▶ [DATASET EXTRACT]
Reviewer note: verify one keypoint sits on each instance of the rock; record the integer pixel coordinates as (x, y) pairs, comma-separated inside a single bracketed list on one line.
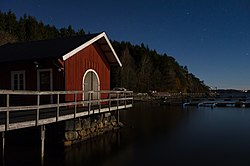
[(71, 135), (86, 123), (107, 114), (78, 125), (82, 133), (69, 125), (100, 126), (121, 124), (93, 125), (92, 130), (114, 123), (113, 119), (67, 143)]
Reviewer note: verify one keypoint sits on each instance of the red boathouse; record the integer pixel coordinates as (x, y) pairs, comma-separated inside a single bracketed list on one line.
[(65, 64)]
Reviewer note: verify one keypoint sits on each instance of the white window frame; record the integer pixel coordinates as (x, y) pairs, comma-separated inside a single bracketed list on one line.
[(18, 73), (38, 78), (51, 80)]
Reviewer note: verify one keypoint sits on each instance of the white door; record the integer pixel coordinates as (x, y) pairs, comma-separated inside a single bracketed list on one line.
[(91, 83)]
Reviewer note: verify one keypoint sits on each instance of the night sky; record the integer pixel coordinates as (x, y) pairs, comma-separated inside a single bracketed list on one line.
[(210, 37)]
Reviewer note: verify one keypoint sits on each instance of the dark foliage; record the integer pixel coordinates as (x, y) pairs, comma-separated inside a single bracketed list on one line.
[(143, 69)]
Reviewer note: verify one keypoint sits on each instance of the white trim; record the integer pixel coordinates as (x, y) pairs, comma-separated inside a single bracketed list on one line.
[(51, 80), (18, 72), (103, 34), (83, 79)]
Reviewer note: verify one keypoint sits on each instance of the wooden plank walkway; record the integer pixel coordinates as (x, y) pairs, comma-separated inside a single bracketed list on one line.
[(15, 117)]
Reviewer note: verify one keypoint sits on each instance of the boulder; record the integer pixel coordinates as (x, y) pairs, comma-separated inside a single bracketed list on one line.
[(71, 135)]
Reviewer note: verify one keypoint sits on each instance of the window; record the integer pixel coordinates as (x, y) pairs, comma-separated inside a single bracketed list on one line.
[(18, 80)]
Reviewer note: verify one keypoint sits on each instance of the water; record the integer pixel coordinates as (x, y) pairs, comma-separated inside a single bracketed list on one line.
[(155, 135)]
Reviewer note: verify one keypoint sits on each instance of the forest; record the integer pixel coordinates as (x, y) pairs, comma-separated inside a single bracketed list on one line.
[(143, 69)]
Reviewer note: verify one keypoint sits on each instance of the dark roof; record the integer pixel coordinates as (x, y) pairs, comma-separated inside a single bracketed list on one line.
[(52, 48)]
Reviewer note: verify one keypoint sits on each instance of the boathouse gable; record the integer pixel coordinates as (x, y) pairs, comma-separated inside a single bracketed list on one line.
[(57, 64)]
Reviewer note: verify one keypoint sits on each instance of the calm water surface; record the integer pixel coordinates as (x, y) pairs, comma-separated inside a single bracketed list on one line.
[(156, 135)]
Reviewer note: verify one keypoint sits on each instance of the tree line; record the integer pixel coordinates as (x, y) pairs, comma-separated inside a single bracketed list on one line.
[(143, 69)]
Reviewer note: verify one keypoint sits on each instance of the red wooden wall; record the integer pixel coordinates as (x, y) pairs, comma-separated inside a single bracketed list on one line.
[(89, 58)]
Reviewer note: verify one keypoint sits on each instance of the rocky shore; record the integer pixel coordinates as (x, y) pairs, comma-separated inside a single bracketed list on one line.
[(82, 129)]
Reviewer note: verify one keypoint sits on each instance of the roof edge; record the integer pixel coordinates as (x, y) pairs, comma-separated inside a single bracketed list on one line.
[(91, 41)]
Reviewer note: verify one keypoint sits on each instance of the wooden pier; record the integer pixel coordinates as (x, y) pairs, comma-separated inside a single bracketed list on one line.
[(15, 113)]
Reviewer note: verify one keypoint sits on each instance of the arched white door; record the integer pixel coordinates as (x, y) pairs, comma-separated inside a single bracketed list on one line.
[(91, 82)]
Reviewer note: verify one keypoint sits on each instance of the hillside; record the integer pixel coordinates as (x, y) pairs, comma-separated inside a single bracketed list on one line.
[(143, 69)]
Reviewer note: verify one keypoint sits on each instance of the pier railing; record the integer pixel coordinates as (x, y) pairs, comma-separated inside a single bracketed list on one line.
[(20, 109)]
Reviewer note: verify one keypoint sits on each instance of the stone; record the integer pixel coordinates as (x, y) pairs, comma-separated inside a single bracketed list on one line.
[(92, 129), (86, 123), (114, 123), (82, 133), (71, 135), (93, 125), (100, 126), (121, 124), (69, 125), (107, 114), (113, 119), (67, 143), (78, 125)]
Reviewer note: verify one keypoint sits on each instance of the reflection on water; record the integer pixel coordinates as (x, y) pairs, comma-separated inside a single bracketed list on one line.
[(157, 135)]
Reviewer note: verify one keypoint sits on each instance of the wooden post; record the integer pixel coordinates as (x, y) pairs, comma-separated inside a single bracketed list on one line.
[(37, 110), (58, 108), (3, 148), (75, 98), (109, 101), (125, 101), (118, 113), (7, 113), (89, 104), (42, 143)]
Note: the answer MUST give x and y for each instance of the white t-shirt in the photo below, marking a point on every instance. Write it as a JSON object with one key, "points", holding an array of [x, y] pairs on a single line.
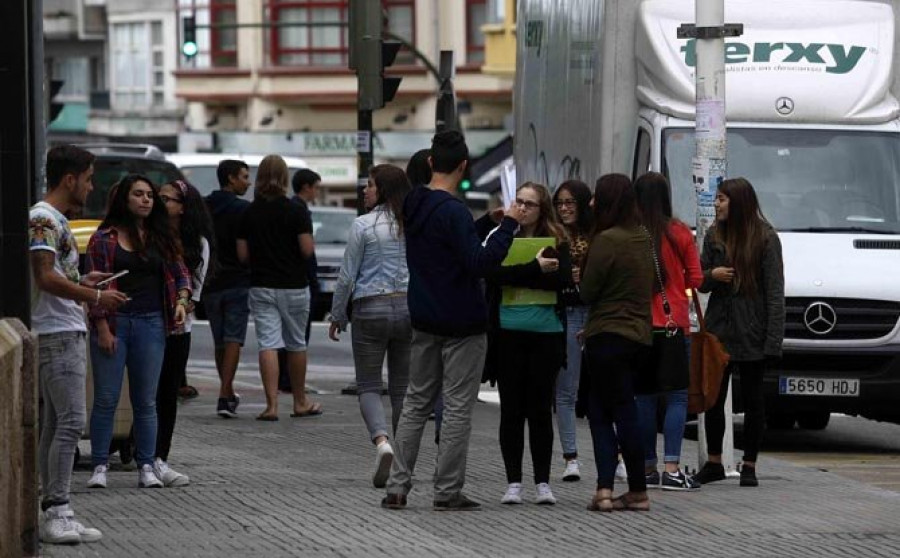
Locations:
{"points": [[48, 229], [197, 280]]}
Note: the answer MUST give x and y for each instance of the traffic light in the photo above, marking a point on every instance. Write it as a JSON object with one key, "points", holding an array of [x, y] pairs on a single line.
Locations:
{"points": [[189, 37], [370, 54], [55, 107]]}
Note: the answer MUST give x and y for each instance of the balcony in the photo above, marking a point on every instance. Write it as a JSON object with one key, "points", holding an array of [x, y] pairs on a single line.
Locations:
{"points": [[500, 43]]}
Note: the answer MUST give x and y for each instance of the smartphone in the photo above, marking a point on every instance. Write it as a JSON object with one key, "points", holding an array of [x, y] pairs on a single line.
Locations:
{"points": [[550, 252], [109, 279]]}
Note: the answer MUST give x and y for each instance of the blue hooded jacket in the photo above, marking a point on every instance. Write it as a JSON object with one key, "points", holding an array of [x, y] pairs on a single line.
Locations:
{"points": [[446, 262]]}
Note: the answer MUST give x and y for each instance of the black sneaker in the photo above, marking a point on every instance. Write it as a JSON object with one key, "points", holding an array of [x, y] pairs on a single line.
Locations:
{"points": [[748, 476], [710, 472], [226, 407], [394, 502], [679, 481], [457, 503]]}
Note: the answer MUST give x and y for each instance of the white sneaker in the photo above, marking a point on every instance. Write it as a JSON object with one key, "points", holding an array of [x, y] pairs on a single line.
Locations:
{"points": [[384, 456], [621, 472], [87, 534], [573, 473], [545, 495], [169, 476], [57, 529], [147, 478], [98, 479], [513, 494]]}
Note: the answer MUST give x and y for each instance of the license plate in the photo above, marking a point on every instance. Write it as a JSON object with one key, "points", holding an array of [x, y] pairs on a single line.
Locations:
{"points": [[839, 387]]}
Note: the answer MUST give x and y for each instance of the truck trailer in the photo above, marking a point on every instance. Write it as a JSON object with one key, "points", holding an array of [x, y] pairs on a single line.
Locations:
{"points": [[813, 122]]}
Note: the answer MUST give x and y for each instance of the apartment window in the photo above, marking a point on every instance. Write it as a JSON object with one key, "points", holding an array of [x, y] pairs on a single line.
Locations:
{"points": [[476, 16], [216, 47], [326, 41], [138, 65], [74, 73]]}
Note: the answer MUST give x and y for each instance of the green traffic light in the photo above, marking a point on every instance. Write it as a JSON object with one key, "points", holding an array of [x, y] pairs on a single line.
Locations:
{"points": [[189, 48]]}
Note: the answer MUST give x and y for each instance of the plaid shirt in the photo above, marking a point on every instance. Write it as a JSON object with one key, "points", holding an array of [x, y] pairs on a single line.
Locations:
{"points": [[100, 255]]}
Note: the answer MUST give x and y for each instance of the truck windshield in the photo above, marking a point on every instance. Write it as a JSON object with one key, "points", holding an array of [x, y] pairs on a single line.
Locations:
{"points": [[806, 180]]}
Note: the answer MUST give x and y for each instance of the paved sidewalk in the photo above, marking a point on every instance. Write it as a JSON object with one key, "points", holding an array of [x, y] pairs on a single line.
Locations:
{"points": [[301, 487]]}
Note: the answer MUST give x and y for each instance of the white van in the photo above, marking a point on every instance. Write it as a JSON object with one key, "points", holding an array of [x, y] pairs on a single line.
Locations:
{"points": [[813, 123]]}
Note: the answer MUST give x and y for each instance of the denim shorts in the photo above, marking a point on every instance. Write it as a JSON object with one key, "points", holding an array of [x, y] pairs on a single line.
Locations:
{"points": [[280, 316], [228, 313]]}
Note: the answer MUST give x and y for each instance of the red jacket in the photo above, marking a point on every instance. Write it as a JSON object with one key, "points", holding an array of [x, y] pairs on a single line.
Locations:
{"points": [[682, 264]]}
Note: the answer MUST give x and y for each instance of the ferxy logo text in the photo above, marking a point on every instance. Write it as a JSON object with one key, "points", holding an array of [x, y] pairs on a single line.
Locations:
{"points": [[837, 59]]}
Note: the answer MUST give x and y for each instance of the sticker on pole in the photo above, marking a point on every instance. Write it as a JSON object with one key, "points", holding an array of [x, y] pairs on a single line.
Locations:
{"points": [[700, 174], [363, 141], [710, 119]]}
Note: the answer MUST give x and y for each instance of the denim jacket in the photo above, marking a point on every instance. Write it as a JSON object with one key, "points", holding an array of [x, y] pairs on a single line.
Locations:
{"points": [[374, 262]]}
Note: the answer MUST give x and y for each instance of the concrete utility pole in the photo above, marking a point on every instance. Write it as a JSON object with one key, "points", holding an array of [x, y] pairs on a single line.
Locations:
{"points": [[710, 163]]}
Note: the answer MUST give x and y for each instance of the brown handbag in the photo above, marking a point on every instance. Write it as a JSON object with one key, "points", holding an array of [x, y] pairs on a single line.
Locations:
{"points": [[708, 361]]}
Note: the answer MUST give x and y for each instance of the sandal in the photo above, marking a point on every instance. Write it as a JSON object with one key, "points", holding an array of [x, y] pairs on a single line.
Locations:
{"points": [[632, 501], [600, 504]]}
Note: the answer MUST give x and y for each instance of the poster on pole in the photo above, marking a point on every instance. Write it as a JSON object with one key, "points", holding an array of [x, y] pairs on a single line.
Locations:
{"points": [[508, 185]]}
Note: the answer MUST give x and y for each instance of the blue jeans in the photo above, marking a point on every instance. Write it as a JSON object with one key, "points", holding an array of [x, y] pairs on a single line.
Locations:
{"points": [[673, 426], [140, 346], [567, 382]]}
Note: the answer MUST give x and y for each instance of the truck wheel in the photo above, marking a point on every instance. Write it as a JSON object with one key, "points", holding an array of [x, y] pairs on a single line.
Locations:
{"points": [[780, 421], [817, 420]]}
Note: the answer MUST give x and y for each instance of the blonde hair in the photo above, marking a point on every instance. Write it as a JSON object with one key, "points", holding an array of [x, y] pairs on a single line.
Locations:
{"points": [[272, 177]]}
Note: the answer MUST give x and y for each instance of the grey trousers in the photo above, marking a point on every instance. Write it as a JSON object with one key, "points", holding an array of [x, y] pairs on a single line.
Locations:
{"points": [[448, 365], [62, 372], [381, 327]]}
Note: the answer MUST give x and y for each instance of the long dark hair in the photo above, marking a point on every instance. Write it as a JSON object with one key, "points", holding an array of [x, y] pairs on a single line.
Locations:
{"points": [[615, 204], [582, 195], [158, 233], [392, 186], [655, 206], [743, 233], [548, 224], [194, 225]]}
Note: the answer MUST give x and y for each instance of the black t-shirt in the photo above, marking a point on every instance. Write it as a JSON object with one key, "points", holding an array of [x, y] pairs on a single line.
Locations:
{"points": [[271, 229], [143, 283]]}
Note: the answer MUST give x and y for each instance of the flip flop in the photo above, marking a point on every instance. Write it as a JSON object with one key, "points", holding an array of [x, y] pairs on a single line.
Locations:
{"points": [[314, 410]]}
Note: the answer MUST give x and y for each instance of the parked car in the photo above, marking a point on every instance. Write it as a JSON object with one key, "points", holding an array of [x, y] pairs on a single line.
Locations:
{"points": [[331, 229], [113, 161]]}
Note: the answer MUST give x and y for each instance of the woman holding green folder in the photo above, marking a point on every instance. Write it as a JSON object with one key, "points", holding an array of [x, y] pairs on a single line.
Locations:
{"points": [[527, 343]]}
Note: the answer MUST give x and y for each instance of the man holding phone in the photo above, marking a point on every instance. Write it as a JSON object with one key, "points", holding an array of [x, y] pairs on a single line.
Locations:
{"points": [[58, 319]]}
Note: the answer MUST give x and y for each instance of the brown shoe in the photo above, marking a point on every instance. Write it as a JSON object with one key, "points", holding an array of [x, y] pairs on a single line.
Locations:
{"points": [[394, 502], [632, 501]]}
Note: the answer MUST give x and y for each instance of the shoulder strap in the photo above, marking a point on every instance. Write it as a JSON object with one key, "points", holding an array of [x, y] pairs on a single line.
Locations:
{"points": [[700, 319]]}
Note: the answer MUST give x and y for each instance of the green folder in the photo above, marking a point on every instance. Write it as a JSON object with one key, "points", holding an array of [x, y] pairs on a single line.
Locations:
{"points": [[523, 250]]}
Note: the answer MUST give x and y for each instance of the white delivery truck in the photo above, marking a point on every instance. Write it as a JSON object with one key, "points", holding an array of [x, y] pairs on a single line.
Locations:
{"points": [[814, 124]]}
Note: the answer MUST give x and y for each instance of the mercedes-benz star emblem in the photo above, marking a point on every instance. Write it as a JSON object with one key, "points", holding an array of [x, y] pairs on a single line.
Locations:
{"points": [[784, 105], [820, 318]]}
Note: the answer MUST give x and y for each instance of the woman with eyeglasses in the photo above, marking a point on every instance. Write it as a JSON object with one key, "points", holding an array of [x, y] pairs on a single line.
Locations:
{"points": [[526, 344], [572, 200], [135, 237], [192, 226]]}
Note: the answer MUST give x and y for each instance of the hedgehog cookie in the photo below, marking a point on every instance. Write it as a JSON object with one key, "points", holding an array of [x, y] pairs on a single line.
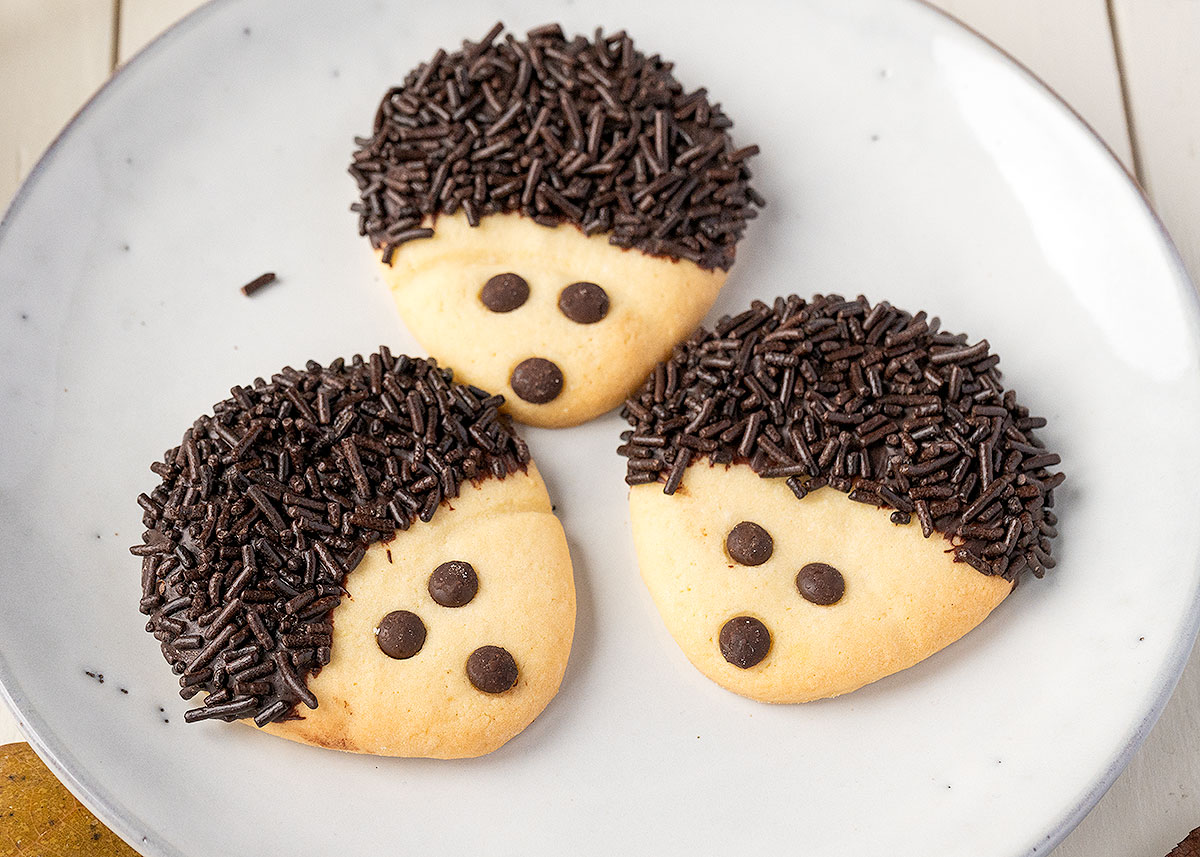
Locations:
{"points": [[360, 557], [826, 492], [552, 215]]}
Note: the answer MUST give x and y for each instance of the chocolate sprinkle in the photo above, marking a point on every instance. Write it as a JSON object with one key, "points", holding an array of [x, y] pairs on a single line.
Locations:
{"points": [[454, 583], [257, 283], [491, 669], [401, 634], [744, 641], [869, 400], [749, 544], [1189, 846], [821, 583], [504, 293], [589, 132], [583, 303], [537, 381], [268, 503]]}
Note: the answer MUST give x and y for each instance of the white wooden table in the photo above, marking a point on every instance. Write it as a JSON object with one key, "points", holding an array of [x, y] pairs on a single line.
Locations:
{"points": [[1129, 67]]}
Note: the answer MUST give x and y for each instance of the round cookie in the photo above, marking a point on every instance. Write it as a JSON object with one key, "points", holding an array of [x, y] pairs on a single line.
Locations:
{"points": [[427, 705], [551, 215], [360, 557], [826, 492]]}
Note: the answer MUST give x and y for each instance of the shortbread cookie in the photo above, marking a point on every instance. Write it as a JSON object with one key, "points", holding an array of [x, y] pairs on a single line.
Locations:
{"points": [[552, 215], [845, 491], [369, 541]]}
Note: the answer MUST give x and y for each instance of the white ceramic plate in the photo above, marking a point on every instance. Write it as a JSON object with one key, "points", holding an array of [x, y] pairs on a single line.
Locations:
{"points": [[903, 157]]}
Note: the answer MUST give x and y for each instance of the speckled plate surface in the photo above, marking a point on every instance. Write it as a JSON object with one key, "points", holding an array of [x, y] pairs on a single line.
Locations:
{"points": [[903, 157]]}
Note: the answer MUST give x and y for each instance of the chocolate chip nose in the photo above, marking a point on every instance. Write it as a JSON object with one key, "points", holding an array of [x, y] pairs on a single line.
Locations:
{"points": [[537, 381]]}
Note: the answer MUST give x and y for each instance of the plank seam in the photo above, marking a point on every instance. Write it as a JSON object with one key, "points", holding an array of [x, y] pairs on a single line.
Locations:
{"points": [[1126, 101]]}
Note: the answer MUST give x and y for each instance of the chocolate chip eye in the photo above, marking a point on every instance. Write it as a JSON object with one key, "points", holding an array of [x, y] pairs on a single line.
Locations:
{"points": [[491, 669], [821, 583], [744, 641], [454, 583], [401, 634], [504, 293], [583, 303], [749, 544], [537, 381]]}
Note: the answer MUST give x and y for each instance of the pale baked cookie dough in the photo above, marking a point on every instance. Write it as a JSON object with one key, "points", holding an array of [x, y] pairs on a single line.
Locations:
{"points": [[827, 492], [904, 595], [359, 556], [520, 598], [651, 304], [552, 215]]}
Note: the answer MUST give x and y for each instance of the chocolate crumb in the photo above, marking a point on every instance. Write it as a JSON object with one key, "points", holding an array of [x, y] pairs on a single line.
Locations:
{"points": [[583, 303], [744, 641], [821, 583], [257, 283], [749, 544], [491, 669], [273, 499], [1189, 846], [504, 293], [537, 381], [870, 400], [401, 634], [583, 131], [454, 583]]}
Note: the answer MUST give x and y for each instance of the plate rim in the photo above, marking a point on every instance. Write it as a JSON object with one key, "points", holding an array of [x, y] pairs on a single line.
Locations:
{"points": [[112, 813]]}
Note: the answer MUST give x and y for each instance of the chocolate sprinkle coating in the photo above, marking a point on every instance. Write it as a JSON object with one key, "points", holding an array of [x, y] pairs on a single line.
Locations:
{"points": [[744, 641], [491, 669], [401, 634], [537, 381], [821, 583], [269, 503], [454, 583], [749, 544], [869, 400], [583, 303], [504, 293], [589, 132]]}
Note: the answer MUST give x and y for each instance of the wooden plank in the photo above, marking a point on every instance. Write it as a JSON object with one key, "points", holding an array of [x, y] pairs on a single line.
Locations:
{"points": [[144, 19], [53, 55], [1067, 43], [1161, 49], [1157, 799]]}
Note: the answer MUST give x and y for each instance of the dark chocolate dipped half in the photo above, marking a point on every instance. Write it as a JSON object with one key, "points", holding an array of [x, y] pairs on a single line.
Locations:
{"points": [[591, 132], [867, 399], [271, 499]]}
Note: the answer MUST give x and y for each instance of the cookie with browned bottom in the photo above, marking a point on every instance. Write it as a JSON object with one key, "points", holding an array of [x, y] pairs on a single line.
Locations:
{"points": [[827, 492], [361, 557]]}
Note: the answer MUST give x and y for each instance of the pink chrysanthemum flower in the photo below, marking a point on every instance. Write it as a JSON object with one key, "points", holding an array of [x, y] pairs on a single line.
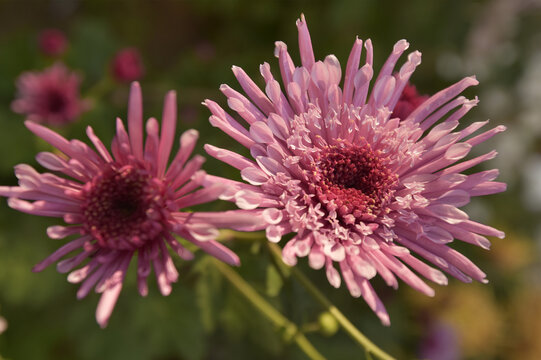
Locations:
{"points": [[50, 97], [52, 42], [409, 100], [127, 65], [362, 190], [124, 204]]}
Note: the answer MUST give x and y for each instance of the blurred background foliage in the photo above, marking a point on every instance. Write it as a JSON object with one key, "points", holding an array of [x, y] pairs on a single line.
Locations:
{"points": [[189, 46]]}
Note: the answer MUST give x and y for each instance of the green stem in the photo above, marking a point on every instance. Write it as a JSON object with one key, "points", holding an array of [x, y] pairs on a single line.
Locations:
{"points": [[226, 234], [352, 331], [268, 311]]}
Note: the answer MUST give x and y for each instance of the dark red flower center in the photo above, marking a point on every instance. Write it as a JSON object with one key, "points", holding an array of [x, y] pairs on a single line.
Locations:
{"points": [[124, 207], [352, 180]]}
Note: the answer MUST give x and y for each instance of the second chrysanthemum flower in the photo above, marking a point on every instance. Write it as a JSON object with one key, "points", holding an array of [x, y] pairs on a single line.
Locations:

▶ [YOUR GOAL] Can you give the entries again from their very start through the line containing "119), (67, 143)]", swapping "rock" for "stone" and leaving everything else unchanged? Leave the pictures out of your answer.

▶ [ANSWER BELOW]
Reviewer note: verify one keypoint sits on each instance of the stone; record the integer pixel coordinates as (x, y) pairs, comma-separated inside a single bracketed list on one line.
[(71, 135), (86, 123), (107, 114), (78, 125), (82, 133), (69, 125), (100, 126), (121, 124), (93, 125), (92, 130), (114, 123), (113, 119), (67, 143)]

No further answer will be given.